What to do ->
1) In the op-ed on Georgia's indigent defense spending, what did the federal government develop, through states, to regulate medical equipment and construction?
2) Continue the op-ed on Georgia's indigent defense spending from the point where it ends.

The Atlanta Journal-Constitution
One of the great struggles for fiscal conservatives governing Georgia will be to make a difference before they get co-opted.
The pattern in the past has been to create new spending programs, often with little funding and big promises, and then to watch them grow over the next decade and demand sums far beyond what was ever projected. The Georgia Public Defender Standards Council is an example. This headline from budget hearings held earlier this month tell the story: “Budget shackles indigent defense: Lawmakers to consider funding request” (Metro, Jan. 17.)
The state is at the point with indigent defense funding where we were in the 1970s and ’80s on double-digit health care inflation. That is: Every physician was an unchecked cost generator. To combat it, the federal government, through states, developed the so-called “certificate of need” to regulate medical equipment and construction. And employers began to get serious about managed care. Neither was ideal nor wholly effective, but they were useful interim cost-containment tools.

Extracted entries ->
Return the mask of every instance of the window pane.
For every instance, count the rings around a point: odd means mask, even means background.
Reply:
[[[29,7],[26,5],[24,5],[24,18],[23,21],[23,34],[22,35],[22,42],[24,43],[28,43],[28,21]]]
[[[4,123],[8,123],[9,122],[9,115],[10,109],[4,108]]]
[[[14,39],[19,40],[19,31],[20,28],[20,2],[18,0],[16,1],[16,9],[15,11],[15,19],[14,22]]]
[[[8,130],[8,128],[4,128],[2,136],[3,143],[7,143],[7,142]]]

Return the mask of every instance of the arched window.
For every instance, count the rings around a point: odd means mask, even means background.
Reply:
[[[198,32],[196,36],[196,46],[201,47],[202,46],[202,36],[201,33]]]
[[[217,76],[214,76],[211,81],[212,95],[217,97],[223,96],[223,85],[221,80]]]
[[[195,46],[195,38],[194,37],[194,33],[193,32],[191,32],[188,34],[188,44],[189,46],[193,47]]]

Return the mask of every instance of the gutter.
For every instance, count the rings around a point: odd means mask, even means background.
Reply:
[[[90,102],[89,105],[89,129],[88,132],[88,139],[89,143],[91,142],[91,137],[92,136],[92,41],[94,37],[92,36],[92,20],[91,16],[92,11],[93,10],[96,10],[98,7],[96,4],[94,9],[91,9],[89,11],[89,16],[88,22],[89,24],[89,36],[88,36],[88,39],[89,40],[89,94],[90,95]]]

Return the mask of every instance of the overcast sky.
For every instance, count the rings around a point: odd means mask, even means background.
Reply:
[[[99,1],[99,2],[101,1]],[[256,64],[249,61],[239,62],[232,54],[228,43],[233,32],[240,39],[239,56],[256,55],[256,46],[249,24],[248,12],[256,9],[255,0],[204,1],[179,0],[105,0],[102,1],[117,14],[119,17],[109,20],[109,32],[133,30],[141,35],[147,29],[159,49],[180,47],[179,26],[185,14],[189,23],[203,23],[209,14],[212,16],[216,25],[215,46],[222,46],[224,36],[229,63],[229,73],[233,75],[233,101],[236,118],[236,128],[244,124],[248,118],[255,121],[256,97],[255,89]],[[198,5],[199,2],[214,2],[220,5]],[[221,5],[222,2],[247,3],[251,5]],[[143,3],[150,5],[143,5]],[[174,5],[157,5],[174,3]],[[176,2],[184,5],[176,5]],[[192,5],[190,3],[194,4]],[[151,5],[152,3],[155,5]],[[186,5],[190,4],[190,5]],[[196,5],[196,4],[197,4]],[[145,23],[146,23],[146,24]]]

Outputs for the tasks ->
1) The so-called "certificate of need."

2)
On indigent defense, judges are the potentially unchecked cost generators that physicians once were. The Brian Nichols murder case in Fulton County is an example. Even before jury selection started, legal fees had topped $500,000. Taxpayers provide four lawyers, one a state employee and three others who are paid fees that judges can set, in this case ranging from $125 to $175 per hour. The Capital Defenders’ Office has a $5 million budget for the Nichols case and about 60 others.
If my client is one of those 60, or if I’m the judge presiding over one, I’m not settling for anything less than the fees and defense services provided in the Nichols case. Otherwise, the finding of guilt and the sentence are immediate grounds for appeal.
The Legislature in 2004 created a system whose costs it can’t control. And in her State of the Judiciary speech delivered last week to the General Assembly, Chief Justice Leah Ward Sears hinted at the need for a state program to provide lawyers to “middle- and lower-income citizens” in civil cases. “In any given year nearly 40 percent of our middle- and lower-income citizens has at least one civil legal need,” she said, “but only one in every 10 is able too secure legal representation.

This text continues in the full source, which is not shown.